==== Information supplied

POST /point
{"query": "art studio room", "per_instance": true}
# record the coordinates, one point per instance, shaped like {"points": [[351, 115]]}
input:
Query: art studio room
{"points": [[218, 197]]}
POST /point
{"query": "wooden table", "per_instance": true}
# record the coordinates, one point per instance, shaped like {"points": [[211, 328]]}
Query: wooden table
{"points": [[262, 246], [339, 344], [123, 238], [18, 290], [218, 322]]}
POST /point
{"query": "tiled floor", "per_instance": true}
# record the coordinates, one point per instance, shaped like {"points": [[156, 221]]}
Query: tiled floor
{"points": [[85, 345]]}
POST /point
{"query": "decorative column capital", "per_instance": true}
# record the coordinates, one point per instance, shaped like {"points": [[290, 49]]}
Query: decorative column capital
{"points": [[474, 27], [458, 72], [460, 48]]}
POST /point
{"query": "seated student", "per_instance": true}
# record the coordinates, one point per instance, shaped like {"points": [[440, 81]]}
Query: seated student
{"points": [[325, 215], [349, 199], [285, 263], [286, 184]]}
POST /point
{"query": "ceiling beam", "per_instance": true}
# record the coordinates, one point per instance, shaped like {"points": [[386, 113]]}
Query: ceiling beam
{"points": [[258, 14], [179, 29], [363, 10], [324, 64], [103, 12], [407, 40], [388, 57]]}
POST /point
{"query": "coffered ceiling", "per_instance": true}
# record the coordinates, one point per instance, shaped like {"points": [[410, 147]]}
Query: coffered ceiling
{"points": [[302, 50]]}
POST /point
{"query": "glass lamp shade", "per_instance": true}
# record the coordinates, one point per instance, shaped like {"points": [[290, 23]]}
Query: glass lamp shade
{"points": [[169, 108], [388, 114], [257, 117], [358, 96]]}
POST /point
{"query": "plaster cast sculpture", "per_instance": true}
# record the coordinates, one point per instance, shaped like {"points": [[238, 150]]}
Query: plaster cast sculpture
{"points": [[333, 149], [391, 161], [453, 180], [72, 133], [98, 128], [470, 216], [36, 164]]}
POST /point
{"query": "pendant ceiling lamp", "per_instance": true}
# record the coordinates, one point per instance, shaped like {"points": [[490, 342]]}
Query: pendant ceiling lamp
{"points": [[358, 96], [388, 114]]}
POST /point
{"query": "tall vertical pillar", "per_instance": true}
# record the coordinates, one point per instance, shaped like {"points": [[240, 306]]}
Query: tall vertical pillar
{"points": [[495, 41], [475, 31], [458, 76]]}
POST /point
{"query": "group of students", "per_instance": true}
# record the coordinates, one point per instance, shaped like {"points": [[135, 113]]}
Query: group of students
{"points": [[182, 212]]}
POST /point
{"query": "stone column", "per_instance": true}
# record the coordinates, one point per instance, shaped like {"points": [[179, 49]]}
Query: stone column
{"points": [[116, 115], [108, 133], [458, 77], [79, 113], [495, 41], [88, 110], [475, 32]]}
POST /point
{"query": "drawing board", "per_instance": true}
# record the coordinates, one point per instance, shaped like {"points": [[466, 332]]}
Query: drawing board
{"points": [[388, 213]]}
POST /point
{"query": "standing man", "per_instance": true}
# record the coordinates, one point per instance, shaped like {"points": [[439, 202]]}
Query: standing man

========

Exercise prompt —
Give the listing above again, word for word.

Response to this task —
POST /point
{"query": "art studio room", "per_instance": true}
# record the coordinates, one point per instance, shaped like {"points": [[351, 115]]}
input:
Query: art studio room
{"points": [[218, 197]]}
POST /point
{"query": "wooden table", "per_instance": true}
# record the coordinates, one point per instance, shaped like {"points": [[211, 328]]}
Query: wooden table
{"points": [[262, 246], [339, 344], [123, 238], [18, 290], [218, 322]]}
POST /point
{"query": "tiled floor", "per_instance": true}
# record the coordinates, one point per instance, shaped like {"points": [[156, 221]]}
Query: tiled floor
{"points": [[85, 345]]}
POST /point
{"query": "decorative column capital", "per_instance": true}
# record the coordinates, one point per instance, shaped like {"points": [[290, 49]]}
Query: decorative column capital
{"points": [[474, 27], [458, 72], [460, 48]]}
POST /point
{"query": "seated student", "per_instance": true}
# record the coordinates, one point per instance, shaped like {"points": [[440, 81]]}
Query: seated student
{"points": [[325, 215], [349, 199], [285, 263], [286, 184]]}
POST /point
{"query": "ceiling beam", "per_instance": true}
# record the coordinates, one point per instance, shaped like {"points": [[386, 113]]}
Query: ceiling beam
{"points": [[258, 14], [179, 29], [363, 10], [324, 64], [103, 12], [407, 40], [388, 57]]}
POST /point
{"query": "coffered ceiling", "per_instance": true}
# record the coordinates, one point per instance, shaped like {"points": [[410, 147]]}
Query: coffered ceiling
{"points": [[302, 50]]}
POST /point
{"query": "glass lamp shade", "per_instance": true}
# record the coordinates, one point per instance, shaped like {"points": [[290, 23]]}
Query: glass lamp shade
{"points": [[169, 108], [388, 114], [257, 117], [358, 96]]}
POST /point
{"query": "plaster cast sculpture", "per_instance": true}
# record the coordinates, one point per instance, shaped like {"points": [[238, 150]]}
Query: plaster cast sculpture
{"points": [[333, 149], [391, 161], [453, 180], [72, 133], [98, 128], [470, 216], [36, 164]]}
POST /point
{"query": "pendant ceiling lamp", "per_instance": true}
# record the coordinates, one point per instance, shaped like {"points": [[490, 342]]}
Query: pendant ceiling lamp
{"points": [[358, 96], [388, 114]]}
POST /point
{"query": "tall vertical pillar", "per_instance": true}
# record the coordinates, one point per instance, shaped like {"points": [[240, 306]]}
Query: tall vertical pillar
{"points": [[495, 41], [475, 31], [458, 76]]}
POST /point
{"query": "group of students", "per_instance": true}
# record the coordinates, one point per instance, shaped like {"points": [[135, 113]]}
Query: group of students
{"points": [[182, 212]]}
POST /point
{"query": "stone column", "per_instance": true}
# record the coordinates, one point per instance, shaped like {"points": [[179, 49]]}
Query: stone column
{"points": [[116, 115], [108, 133], [458, 77], [79, 113], [495, 41], [88, 110], [475, 32]]}
POST /point
{"query": "drawing board", "per_instance": true}
# record the coordinates, one point per instance, shaped like {"points": [[466, 332]]}
Query: drawing board
{"points": [[388, 213]]}
POST /point
{"query": "standing man", "per_instance": true}
# record the coordinates, one point per instance, shaped like {"points": [[439, 202]]}
Query: standing man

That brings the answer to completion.